● **WORK INSTRUCTION**
Below is a set of entries; give all of them again exactly.

Stored data
*** Begin section ***

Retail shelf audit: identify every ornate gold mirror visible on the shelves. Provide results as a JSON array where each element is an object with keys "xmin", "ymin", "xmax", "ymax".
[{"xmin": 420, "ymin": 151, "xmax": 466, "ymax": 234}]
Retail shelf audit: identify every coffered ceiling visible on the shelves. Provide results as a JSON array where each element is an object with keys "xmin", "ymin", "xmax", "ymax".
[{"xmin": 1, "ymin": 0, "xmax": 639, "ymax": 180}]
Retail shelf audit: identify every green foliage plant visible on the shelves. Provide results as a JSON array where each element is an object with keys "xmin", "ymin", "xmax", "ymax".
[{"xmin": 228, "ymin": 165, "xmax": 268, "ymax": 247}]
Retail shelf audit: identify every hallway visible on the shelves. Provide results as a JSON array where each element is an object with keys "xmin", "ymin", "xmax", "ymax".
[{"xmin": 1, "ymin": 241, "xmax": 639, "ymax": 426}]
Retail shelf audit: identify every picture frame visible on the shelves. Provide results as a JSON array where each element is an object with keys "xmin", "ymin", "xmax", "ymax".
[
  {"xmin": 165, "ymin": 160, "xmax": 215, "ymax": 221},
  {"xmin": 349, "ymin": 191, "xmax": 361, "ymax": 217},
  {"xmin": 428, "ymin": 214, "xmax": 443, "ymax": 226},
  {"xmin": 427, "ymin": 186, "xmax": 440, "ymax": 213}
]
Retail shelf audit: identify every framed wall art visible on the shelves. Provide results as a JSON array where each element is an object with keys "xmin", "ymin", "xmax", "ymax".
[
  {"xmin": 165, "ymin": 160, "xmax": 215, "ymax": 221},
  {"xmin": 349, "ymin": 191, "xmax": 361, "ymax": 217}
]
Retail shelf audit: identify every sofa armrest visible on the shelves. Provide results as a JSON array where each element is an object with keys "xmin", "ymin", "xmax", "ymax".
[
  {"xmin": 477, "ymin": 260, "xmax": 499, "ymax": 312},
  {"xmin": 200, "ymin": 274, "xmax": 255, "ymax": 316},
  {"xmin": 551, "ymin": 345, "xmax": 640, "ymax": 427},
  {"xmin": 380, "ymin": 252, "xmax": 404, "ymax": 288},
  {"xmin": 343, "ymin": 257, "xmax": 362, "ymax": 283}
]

*** End section ***

● **ANSWER BOX**
Retail shelf audit: identify every ornate gold mirror visible on the shelves. Provide results as a JSON array where each element is an object with keys "xmin", "ymin", "xmax", "ymax".
[{"xmin": 420, "ymin": 151, "xmax": 466, "ymax": 234}]
Retail shelf audit: identify every coffered ceiling visible on the shelves. Provide results as a JSON array where each element is an object with keys "xmin", "ymin", "xmax", "ymax".
[{"xmin": 1, "ymin": 0, "xmax": 639, "ymax": 180}]
Retail shelf audit: identify every green foliage plant visible on the shelves. Provide results as a JSON array where each element is an object with keys "xmin", "ymin", "xmax", "ymax".
[{"xmin": 228, "ymin": 165, "xmax": 268, "ymax": 247}]
Retail shelf audit: identify every hallway visible on the shelves. Provide results as a JSON array where each element is an object with keys "xmin", "ymin", "xmax", "ymax".
[{"xmin": 1, "ymin": 241, "xmax": 639, "ymax": 426}]
Retail shelf audit: identify every picture frame visible on the shelves. Provide results as a JSON array where each element is an object with keys "xmin", "ymin", "xmax", "ymax".
[
  {"xmin": 165, "ymin": 160, "xmax": 215, "ymax": 221},
  {"xmin": 349, "ymin": 191, "xmax": 361, "ymax": 217},
  {"xmin": 428, "ymin": 214, "xmax": 443, "ymax": 226},
  {"xmin": 427, "ymin": 186, "xmax": 440, "ymax": 213}
]
Retail shelf audit: identify every framed wall art visible on the shelves. Provide results as a JSON array where each element is an object with keys "xmin", "ymin", "xmax", "ymax".
[
  {"xmin": 165, "ymin": 160, "xmax": 215, "ymax": 221},
  {"xmin": 349, "ymin": 191, "xmax": 361, "ymax": 217}
]
Retail shelf audit: identify every sofa armrest visible on the shelves. Provide results as a JSON array where each element is an object with keys "xmin", "ymin", "xmax", "ymax".
[
  {"xmin": 477, "ymin": 260, "xmax": 499, "ymax": 312},
  {"xmin": 200, "ymin": 274, "xmax": 255, "ymax": 316},
  {"xmin": 551, "ymin": 345, "xmax": 640, "ymax": 427},
  {"xmin": 380, "ymin": 252, "xmax": 404, "ymax": 288},
  {"xmin": 343, "ymin": 257, "xmax": 362, "ymax": 283}
]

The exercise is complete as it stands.